* start *

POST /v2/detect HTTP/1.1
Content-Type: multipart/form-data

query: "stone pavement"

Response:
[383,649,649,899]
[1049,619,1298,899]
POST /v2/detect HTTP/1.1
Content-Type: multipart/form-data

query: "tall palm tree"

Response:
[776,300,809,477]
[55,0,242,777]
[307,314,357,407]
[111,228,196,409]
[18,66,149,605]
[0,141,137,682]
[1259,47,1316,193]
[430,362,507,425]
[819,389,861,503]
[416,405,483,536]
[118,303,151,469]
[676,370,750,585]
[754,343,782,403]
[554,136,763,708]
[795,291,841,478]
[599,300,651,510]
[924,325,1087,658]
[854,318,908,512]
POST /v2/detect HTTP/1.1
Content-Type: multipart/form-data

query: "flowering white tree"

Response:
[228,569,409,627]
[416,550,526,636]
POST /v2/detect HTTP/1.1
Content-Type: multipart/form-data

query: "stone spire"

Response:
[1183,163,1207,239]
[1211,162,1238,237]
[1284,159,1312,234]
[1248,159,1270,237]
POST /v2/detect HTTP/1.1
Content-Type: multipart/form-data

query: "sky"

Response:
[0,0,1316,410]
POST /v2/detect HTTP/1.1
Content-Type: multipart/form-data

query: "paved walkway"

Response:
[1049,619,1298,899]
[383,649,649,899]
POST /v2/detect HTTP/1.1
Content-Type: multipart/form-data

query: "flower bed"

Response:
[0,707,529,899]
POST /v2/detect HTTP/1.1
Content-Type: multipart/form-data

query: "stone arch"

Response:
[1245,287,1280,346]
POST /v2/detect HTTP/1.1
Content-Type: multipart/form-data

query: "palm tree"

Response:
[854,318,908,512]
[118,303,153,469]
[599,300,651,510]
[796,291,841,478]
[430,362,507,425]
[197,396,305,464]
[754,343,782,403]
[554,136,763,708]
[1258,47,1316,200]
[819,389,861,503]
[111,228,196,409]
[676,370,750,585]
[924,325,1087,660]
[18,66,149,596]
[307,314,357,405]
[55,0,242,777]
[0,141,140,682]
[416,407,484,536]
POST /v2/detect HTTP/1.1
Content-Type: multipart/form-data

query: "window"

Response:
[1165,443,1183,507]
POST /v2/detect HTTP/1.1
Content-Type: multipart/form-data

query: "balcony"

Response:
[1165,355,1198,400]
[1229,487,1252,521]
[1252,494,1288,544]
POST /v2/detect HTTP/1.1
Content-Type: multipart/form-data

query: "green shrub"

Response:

* end *

Please gather every line of the material above that contains the string "palm", and copy each of those lines in full.

query: "tall palm tree"
query: "palm tree"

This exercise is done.